=== Short task ===
Rewrite the part of the data that opens with the line containing "Spot the dog's hind" and closes at the end of the data, swapping "place one point" for "put a single point" and keeping everything else the same.
#### Materials provided
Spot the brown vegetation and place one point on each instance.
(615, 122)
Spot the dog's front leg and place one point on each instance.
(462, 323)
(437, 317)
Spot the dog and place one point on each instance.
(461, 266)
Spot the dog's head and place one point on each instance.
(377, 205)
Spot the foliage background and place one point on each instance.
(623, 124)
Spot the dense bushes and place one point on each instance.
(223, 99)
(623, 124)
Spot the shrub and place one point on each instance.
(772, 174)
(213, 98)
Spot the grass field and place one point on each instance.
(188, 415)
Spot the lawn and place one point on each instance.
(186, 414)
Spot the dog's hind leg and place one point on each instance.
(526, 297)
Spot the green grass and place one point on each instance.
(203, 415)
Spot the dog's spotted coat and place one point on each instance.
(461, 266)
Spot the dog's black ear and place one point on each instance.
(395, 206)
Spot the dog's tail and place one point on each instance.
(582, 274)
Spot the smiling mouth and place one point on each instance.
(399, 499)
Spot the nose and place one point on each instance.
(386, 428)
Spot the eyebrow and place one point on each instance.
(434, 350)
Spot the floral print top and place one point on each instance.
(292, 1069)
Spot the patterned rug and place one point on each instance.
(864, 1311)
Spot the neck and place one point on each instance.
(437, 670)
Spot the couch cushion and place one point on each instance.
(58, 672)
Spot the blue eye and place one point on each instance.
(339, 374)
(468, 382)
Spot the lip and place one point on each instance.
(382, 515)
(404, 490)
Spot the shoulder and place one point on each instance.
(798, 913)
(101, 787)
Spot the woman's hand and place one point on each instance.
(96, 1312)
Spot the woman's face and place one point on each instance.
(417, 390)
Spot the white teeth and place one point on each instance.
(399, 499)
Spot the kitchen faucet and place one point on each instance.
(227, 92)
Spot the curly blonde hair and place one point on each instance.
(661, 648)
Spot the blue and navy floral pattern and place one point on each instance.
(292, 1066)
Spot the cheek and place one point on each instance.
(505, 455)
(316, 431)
########
=== Written answer ===
Spot the dog's hind leg and put a single point on each instance.
(526, 297)
Spot the green grass and put a single point on each instance.
(203, 415)
Spot the dog's spotted coat and put a single point on each instance.
(461, 266)
Spot the dog's black ear and put a single point on each instance.
(395, 206)
Spot the dog's tail and put a single point on each instance.
(582, 274)
Spot the smiling mouth and put a single point on each instance.
(399, 499)
Spot the nose and put a single point on each instance.
(386, 428)
Spot the eyebrow and put a single point on each instance.
(434, 350)
Spot the floral print top and put a single point on each instance.
(292, 1069)
Spot the patterned rug and put a single point on each instance.
(864, 1311)
Spot the neck and put a single point on each instance.
(437, 670)
Spot the couch cushion and put a single point on each instance.
(58, 672)
Spot the blue eye and put a single point on each instance.
(339, 374)
(468, 382)
Spot the lip and put a single point on each instance.
(382, 515)
(404, 490)
Spot the shoulder and put a single point on each instance.
(798, 913)
(101, 787)
Spot the woman's hand and put a single point on each instance.
(96, 1312)
Spot the woman's face and put a single point on each instance.
(417, 390)
Spot the white teeth and put a single point on each instance.
(399, 499)
Spot the kitchen faucet and put a single point on each instance.
(227, 92)
Spot the curly blonde hair and put a single point on each instance.
(661, 648)
Spot the blue and navy floral pattern and put a single point on each instance.
(292, 1066)
Spot the cheek and put a single point on each instance.
(505, 455)
(316, 431)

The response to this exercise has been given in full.